* **CONSIGNE 1**
Modifiez la partie des enregistrements qui commence à la ligne contenant « the player's neck » et se termine à la fin des enregistrements en remplaçant « player's neck » par « player's shoulder », sans rien changer d'autre. Ne redonnez que ces lignes.

Et c'est cette démocratie qui tiendra bon jusqu'à la conquête d'Athènes par Philippe de Macédoine.

Voilà, s'il y a une remarque à faire sur la naissances des régimes tyranniques et surtout sur leur chute :
Ces choses-là, ça naît très vite, avec le bon concours de circonstances : une menace existentielle ou ressentie comme telle, une élite déterminée à profiter de la crise, des appuis (para)militaires.
Mais ça peut aussi se casser la gueule en un an et demi, avec un mélange de résistance ferme, de chance et quand les autocrates eux-mêmes s'entre-dévorent.

Merci pour la lecture !

@hist_myth

Puson et Pison, c'est les Dupont et Dupond de l'époque ?

@lienrag Je ne vous pas de quou ti veix parler

@hist_myth

Euh ça veut dire qu'Athènes n'est plus peuplée que de 3000 familles ? Même si c'est des grandes familles à l'époque et qu'il faut y ajouter les esclaves, ça fait pas grand monde....

Et puis le principe de la tyrannie c'est pas d'avoir du monde à tyranniser ?
Donc s'ils exilent tous ceux qu'ils peuvent mettre à mort sans procès, ils vont condamner qui à mort pour égayer leurs après-midie pluvieuses ?

* **JEU DE DONNÉES**
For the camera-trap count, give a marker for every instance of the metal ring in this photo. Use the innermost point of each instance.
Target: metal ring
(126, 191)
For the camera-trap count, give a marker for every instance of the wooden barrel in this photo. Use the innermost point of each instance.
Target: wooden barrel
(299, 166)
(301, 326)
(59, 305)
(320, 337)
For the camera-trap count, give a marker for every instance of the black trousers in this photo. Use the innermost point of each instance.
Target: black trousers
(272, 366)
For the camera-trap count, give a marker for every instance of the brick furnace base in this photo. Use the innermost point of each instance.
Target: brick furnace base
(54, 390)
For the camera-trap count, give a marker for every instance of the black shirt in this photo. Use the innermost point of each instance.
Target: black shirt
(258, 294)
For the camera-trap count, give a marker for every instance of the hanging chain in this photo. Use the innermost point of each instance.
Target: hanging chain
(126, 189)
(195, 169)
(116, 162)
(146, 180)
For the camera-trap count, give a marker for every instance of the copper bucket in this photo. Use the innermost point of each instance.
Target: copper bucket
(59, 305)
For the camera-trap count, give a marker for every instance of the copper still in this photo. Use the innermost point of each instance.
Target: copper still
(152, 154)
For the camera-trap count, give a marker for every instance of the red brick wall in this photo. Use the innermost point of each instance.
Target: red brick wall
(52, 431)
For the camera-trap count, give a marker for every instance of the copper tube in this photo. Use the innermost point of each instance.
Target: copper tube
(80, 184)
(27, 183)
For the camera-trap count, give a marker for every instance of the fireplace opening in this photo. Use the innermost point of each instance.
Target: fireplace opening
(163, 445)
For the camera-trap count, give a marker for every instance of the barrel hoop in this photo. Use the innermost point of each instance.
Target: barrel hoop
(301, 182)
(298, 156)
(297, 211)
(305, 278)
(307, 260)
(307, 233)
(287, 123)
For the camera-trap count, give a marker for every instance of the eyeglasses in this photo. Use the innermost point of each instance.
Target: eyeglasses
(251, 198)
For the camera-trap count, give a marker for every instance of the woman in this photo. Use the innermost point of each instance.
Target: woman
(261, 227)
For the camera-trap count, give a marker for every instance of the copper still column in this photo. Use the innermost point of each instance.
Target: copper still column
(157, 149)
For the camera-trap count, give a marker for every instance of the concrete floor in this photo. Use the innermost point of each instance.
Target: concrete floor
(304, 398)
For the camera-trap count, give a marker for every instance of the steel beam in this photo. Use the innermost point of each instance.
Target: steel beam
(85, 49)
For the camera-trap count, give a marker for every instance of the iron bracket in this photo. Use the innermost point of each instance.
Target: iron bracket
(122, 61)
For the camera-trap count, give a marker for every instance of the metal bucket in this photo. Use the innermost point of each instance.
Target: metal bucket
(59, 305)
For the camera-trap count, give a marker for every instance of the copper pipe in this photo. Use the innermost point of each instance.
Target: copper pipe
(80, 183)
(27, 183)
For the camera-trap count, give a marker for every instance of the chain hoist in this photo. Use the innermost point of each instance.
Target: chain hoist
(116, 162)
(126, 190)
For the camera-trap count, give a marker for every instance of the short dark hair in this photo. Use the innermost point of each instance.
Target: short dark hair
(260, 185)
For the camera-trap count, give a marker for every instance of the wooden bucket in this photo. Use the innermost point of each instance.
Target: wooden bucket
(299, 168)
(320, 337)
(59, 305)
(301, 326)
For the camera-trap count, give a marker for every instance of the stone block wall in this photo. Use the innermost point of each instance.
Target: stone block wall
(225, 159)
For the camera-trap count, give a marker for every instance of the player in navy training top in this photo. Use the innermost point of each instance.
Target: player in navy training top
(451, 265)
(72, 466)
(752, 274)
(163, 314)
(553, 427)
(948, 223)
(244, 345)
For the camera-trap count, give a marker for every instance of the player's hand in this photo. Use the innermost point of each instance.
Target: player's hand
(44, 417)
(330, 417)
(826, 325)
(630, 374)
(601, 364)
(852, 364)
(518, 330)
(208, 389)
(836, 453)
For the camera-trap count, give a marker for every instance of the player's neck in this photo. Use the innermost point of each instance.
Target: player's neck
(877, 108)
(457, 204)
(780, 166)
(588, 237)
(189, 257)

* **CONSIGNE 2**
Donnez la suite de l'échange sur la tyrannie à Athènes, à partir du dernier message affiché.

* **RÉPONSE 1**
For the camera-trap count, give a marker for every instance of the player's shoulder in this photo. Use the innermost point of each instance.
Target: player's shoulder
(877, 108)
(457, 204)
(780, 166)
(588, 237)
(189, 257)

* **RÉPONSE 2**
@lienrag Alors déjà, si c'est Xénophon qui parle le sieur n'est pas exactement à l'abri d'inexactitudes et d'exagérations poétiques.
Puis, il peut vouloir dire "la ville" au sens de la citadelle de la ville où se trouvent les temples et les institutions politiques

@lienrag Du coup les non-citoyens peuvent occuper le territoire de la cité (la khôra) où se trouvent typiquement les gens qui cultivent les champs, tout ça

@hist_myth Merci pour le récit 👏

Drôle de négociateur quand même.

@dramatease Disons que la négociation est décrite pas mal par Lysias qui ne porte pas Théramène dans son coeur.

@hist_myth

Justement ça se passait comment quand ils exécutaients quelqu'un de riche (et donc avec tout un réseau de parents, amis et alliés) ?
Le reste de la famille se dépêchait de faire allégeance pour éviter le même sort, ou bien complotait en secret pour se venger ?

C'était pas une obligation religieuse de venger ses proches, d'ailleurs ?
Le procès permet d'éviter les vengeances, mais quand y'a pas procès ?

@lienrag Dans le processus démocratique, les sentences sont votées par des jurys populaires très nombreux (et à bulletin secret), donc je suppose qu'il y a un rapport de force difficile à renverser pour une famille même puissante.

D'autant qu'il y a pas à Athènes l'institution de la clientèle qui permet d'amasser plus ou moins officiellement de petites armées personnelles.
Enfin, le Phédon de Platon laisse penser qu'avec le bon réseau les condamnés à mort pouvaient juste réussir à s'évader.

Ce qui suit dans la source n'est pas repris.